---------- Listed records ----------

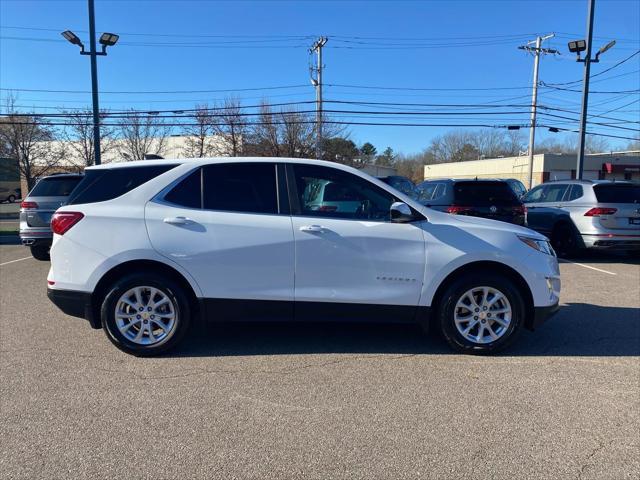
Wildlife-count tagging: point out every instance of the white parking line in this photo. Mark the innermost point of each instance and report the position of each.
(14, 261)
(588, 266)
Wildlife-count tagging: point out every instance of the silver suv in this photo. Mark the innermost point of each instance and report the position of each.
(36, 210)
(576, 214)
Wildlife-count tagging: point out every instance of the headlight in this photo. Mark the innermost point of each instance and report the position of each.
(540, 245)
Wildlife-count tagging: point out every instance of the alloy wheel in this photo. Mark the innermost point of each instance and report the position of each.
(146, 315)
(482, 315)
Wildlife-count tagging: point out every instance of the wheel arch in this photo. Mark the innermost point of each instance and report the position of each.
(494, 267)
(153, 266)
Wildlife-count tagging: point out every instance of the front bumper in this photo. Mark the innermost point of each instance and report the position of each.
(542, 314)
(74, 303)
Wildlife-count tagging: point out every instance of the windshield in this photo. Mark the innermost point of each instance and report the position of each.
(484, 193)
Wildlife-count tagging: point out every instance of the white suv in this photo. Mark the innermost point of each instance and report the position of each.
(143, 249)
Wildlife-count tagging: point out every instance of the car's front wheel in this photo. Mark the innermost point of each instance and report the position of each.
(145, 314)
(481, 313)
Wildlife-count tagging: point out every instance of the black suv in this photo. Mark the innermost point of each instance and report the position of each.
(402, 184)
(494, 199)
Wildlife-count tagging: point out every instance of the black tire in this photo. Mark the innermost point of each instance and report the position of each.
(564, 240)
(169, 288)
(40, 252)
(446, 312)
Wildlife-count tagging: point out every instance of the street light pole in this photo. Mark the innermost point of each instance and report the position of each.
(106, 40)
(585, 91)
(94, 83)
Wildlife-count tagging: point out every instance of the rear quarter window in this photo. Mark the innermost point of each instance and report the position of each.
(617, 193)
(106, 184)
(55, 187)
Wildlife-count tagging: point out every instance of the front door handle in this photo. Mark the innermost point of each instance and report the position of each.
(312, 228)
(178, 220)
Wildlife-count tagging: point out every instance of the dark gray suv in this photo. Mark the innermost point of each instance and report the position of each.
(49, 194)
(494, 199)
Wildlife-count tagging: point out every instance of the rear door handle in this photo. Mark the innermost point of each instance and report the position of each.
(312, 228)
(178, 220)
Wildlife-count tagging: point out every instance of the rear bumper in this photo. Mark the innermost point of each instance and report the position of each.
(74, 303)
(36, 238)
(612, 241)
(542, 314)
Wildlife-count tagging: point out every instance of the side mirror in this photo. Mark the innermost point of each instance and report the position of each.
(401, 213)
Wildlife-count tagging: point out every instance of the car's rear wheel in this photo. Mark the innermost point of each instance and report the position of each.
(145, 314)
(40, 252)
(481, 313)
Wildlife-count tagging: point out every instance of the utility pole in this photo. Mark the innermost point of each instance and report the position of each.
(94, 83)
(317, 83)
(537, 50)
(585, 90)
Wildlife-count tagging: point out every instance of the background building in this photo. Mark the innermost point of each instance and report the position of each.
(546, 167)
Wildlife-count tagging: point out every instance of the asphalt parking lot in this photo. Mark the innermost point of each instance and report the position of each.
(324, 401)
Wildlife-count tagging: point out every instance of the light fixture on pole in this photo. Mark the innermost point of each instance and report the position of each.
(579, 46)
(106, 40)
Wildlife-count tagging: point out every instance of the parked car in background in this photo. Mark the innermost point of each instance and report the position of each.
(577, 214)
(517, 186)
(243, 239)
(9, 195)
(494, 199)
(37, 208)
(402, 184)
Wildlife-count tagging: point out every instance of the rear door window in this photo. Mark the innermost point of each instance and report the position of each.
(240, 187)
(484, 193)
(621, 193)
(554, 193)
(575, 192)
(55, 187)
(100, 185)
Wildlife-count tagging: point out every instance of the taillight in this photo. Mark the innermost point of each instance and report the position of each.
(455, 209)
(61, 222)
(597, 211)
(28, 205)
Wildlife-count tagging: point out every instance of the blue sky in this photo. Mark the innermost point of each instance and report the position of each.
(449, 47)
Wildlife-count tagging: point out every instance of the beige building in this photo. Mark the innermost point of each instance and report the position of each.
(546, 167)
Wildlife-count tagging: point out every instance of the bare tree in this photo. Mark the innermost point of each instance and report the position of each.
(29, 140)
(298, 137)
(489, 142)
(78, 138)
(514, 143)
(200, 141)
(266, 134)
(141, 134)
(231, 126)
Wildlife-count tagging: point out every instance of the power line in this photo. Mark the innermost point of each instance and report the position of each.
(599, 73)
(156, 92)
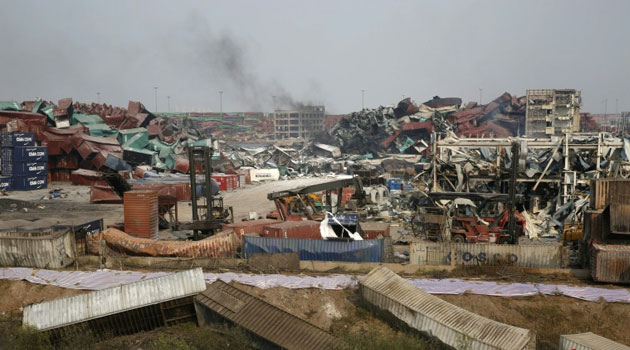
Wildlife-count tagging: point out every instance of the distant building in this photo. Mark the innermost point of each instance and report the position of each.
(552, 112)
(303, 123)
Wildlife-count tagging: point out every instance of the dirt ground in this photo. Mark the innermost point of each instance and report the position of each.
(74, 206)
(17, 294)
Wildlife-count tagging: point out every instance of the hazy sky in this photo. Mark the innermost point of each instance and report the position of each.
(312, 51)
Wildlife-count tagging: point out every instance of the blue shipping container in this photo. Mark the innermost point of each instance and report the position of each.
(6, 154)
(343, 219)
(21, 183)
(24, 169)
(6, 183)
(316, 249)
(30, 154)
(14, 139)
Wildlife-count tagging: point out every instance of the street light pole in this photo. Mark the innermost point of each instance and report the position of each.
(221, 104)
(155, 88)
(362, 99)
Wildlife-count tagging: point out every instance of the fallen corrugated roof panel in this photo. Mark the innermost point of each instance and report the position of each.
(589, 340)
(261, 318)
(449, 323)
(81, 308)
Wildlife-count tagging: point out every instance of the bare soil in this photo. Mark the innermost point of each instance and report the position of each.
(17, 294)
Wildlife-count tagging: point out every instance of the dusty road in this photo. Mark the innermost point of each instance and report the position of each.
(76, 206)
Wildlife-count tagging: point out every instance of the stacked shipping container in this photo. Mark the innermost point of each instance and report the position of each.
(24, 166)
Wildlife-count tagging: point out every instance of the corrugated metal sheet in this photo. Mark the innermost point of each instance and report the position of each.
(80, 308)
(432, 253)
(610, 263)
(451, 324)
(253, 226)
(589, 341)
(308, 229)
(263, 319)
(316, 249)
(607, 191)
(37, 249)
(221, 245)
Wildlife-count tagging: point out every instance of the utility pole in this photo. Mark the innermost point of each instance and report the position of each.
(512, 193)
(617, 115)
(155, 88)
(362, 99)
(221, 103)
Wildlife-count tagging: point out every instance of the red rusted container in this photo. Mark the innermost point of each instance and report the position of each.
(372, 230)
(141, 213)
(293, 229)
(253, 226)
(226, 182)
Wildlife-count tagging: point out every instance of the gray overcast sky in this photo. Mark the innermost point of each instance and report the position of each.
(315, 51)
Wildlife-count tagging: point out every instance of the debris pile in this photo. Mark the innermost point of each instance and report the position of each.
(407, 127)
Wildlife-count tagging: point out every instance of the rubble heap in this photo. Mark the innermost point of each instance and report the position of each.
(407, 127)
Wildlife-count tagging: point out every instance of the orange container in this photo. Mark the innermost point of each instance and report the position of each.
(141, 213)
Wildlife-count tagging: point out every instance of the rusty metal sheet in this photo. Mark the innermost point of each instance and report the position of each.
(86, 177)
(221, 245)
(141, 213)
(261, 318)
(428, 126)
(104, 194)
(293, 229)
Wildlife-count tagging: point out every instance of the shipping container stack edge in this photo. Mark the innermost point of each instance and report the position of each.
(23, 164)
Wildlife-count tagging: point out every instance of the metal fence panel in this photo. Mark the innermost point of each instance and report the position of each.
(441, 253)
(372, 250)
(37, 249)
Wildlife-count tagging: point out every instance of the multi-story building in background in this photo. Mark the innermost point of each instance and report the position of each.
(552, 112)
(302, 123)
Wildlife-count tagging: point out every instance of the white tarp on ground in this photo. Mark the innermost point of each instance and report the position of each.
(96, 280)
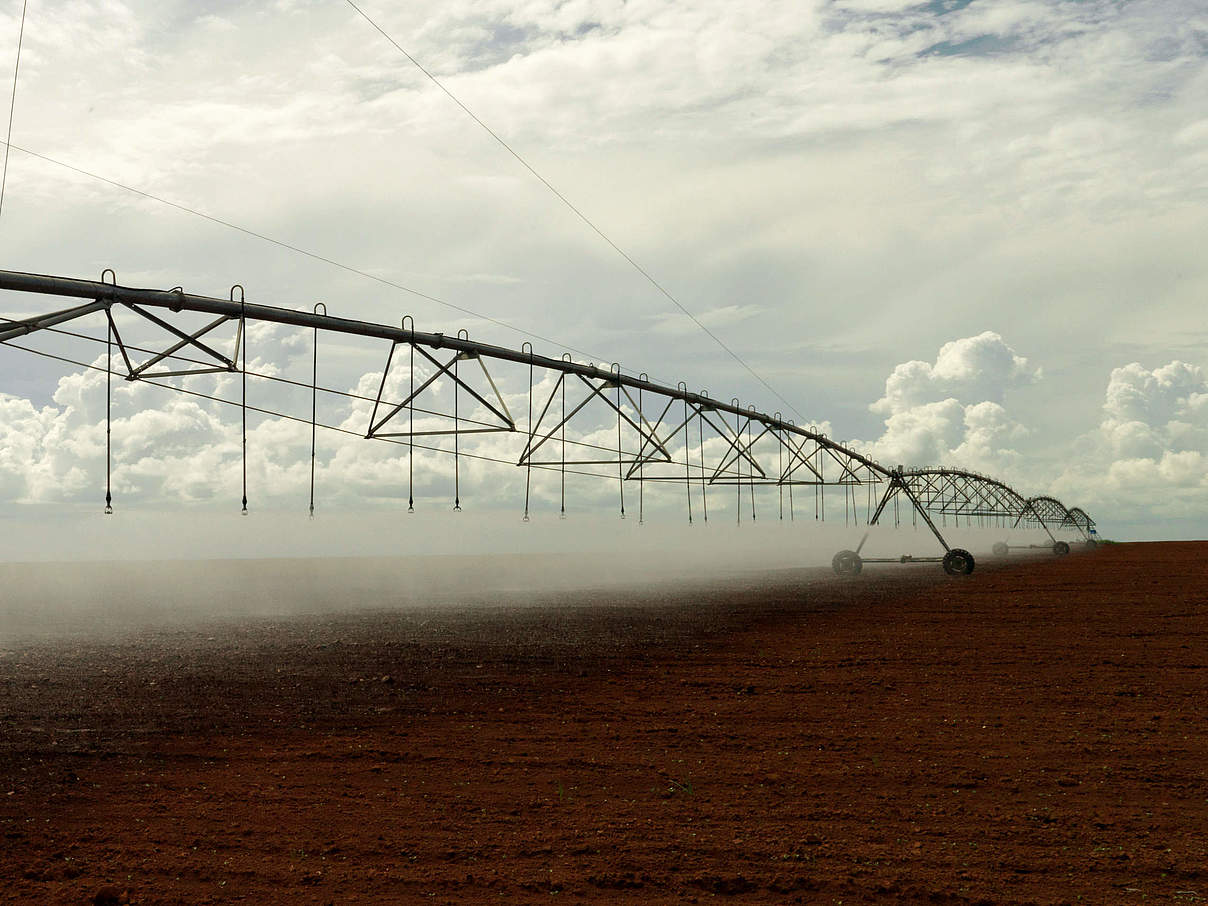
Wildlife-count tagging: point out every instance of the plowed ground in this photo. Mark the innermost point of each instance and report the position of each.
(1032, 733)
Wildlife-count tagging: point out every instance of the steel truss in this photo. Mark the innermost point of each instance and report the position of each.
(662, 434)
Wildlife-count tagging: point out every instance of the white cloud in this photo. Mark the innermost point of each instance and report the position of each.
(969, 370)
(950, 412)
(875, 176)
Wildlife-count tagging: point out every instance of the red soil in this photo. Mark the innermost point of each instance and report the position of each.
(1029, 733)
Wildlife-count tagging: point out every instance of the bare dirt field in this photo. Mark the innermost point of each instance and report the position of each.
(1031, 733)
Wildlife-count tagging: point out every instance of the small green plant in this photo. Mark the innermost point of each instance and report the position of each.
(684, 787)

----------

Problem: Produce an exact copy of the lines from the one containing "the white cloud" through the last line, and of nothing else.

Output for this task:
Wildlife-count tagging: point out every instance of the white cloud in this photo. Mark the innermost point of each instance and report the position of each.
(969, 370)
(950, 412)
(875, 176)
Wildlife-count tagging: point out every instance of the red soil in this photo. Mark the innermost point of each instance and report the position of each.
(1029, 733)
Wildlife-count tagging: point out every instance of the bare dirt field in this photo. Mark the innermost point of each instance and report the position of each.
(1031, 733)
Wildlife-count tagging: point out every instance of the small green plant in this photo. Mark the innermost point of each instance and report the position of each.
(684, 787)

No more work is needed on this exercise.